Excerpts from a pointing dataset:
__________________________________________________
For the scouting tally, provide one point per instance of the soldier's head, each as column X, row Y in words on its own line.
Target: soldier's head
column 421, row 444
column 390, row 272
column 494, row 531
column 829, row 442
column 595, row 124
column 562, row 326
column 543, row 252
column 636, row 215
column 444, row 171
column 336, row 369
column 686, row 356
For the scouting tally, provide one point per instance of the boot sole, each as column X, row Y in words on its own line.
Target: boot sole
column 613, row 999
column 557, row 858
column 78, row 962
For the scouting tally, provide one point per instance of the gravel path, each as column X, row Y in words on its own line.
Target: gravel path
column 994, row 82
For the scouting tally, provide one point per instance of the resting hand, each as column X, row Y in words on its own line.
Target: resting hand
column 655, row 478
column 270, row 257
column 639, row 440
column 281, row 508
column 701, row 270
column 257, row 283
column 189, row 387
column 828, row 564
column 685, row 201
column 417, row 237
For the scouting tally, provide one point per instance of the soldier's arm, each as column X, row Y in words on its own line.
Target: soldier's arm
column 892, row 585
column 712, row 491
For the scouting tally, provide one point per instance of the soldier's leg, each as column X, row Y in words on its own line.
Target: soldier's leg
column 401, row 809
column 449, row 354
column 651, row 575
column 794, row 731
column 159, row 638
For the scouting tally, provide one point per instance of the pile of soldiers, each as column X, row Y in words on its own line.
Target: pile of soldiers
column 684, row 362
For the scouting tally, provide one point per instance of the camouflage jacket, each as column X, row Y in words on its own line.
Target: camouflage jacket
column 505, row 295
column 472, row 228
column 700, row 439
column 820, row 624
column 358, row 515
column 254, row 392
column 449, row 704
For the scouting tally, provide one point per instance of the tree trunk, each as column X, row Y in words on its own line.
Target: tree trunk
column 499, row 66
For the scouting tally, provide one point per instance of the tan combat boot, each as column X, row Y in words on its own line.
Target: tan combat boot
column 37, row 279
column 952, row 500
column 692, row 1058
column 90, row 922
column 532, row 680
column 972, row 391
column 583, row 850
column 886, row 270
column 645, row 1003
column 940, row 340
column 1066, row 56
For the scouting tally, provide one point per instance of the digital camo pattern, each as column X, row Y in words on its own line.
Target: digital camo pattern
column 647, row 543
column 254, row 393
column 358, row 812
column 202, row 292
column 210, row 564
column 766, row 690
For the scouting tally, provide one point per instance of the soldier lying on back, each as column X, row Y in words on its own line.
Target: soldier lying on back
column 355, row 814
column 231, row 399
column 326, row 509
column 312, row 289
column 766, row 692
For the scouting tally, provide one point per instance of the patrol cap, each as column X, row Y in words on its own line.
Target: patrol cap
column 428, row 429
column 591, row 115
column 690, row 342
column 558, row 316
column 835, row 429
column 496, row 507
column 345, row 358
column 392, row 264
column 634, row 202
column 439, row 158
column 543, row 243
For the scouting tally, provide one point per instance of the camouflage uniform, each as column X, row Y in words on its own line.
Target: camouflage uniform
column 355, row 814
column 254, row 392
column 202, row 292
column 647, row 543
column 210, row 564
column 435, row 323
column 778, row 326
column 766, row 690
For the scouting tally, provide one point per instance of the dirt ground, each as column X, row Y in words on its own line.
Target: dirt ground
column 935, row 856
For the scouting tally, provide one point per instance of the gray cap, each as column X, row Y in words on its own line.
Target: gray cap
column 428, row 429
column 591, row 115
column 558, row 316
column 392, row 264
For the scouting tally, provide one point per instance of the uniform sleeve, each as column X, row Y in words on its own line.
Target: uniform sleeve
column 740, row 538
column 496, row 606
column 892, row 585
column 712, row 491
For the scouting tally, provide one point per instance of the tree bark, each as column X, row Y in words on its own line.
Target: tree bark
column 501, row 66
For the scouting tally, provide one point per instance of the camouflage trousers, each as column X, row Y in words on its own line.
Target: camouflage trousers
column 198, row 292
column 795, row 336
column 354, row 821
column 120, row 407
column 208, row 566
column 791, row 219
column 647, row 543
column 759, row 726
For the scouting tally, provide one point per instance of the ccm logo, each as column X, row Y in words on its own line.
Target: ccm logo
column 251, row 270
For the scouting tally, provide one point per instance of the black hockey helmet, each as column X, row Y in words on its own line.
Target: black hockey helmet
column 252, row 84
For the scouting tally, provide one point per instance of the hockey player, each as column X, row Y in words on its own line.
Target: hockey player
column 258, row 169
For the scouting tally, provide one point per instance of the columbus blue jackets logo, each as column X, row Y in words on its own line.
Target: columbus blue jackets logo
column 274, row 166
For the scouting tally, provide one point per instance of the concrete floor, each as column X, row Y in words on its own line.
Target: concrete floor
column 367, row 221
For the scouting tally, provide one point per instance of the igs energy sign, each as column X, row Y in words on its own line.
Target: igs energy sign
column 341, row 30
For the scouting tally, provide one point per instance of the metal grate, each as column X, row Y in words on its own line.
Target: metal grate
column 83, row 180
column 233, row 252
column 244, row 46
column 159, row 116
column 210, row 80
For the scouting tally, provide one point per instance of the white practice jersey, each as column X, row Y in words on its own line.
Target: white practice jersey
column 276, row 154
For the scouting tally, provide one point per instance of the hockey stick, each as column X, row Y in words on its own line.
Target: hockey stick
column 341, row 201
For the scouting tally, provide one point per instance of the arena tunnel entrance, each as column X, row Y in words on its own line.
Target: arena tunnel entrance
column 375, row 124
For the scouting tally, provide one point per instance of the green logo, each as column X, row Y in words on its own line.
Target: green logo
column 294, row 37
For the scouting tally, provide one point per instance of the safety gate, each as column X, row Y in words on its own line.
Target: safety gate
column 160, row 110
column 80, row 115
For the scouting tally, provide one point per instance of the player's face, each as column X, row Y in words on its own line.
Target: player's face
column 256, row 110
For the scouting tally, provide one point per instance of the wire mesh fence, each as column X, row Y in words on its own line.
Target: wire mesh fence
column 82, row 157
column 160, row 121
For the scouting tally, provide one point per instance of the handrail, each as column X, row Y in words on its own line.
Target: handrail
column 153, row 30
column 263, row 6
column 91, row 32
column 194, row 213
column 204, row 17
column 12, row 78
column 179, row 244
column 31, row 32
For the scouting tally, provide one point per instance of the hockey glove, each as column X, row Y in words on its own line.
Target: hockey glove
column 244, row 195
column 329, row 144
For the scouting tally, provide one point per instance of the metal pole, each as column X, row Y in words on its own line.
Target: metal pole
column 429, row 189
__________________________________________________
**Task brief**
Update everything from the start of the records down to the line containing "column 994, row 82" by changing "scouting tally" to "patrol count", and keep everything else the same.

**Written solution**
For the patrol count, provide one point per instance of the soldier's head, each as column X, row Y in words on its own line.
Target: soldier's head
column 421, row 444
column 390, row 272
column 494, row 531
column 829, row 442
column 595, row 124
column 562, row 326
column 543, row 252
column 636, row 215
column 444, row 171
column 336, row 369
column 686, row 356
For the patrol count, provide one point per instance of the boot sole, each as column X, row Y in words on its own line.
Target: boot sole
column 613, row 999
column 557, row 858
column 78, row 962
For the patrol count, provide one point per instance of the gravel path, each as column X, row Y in words on its own line.
Target: gravel path
column 994, row 82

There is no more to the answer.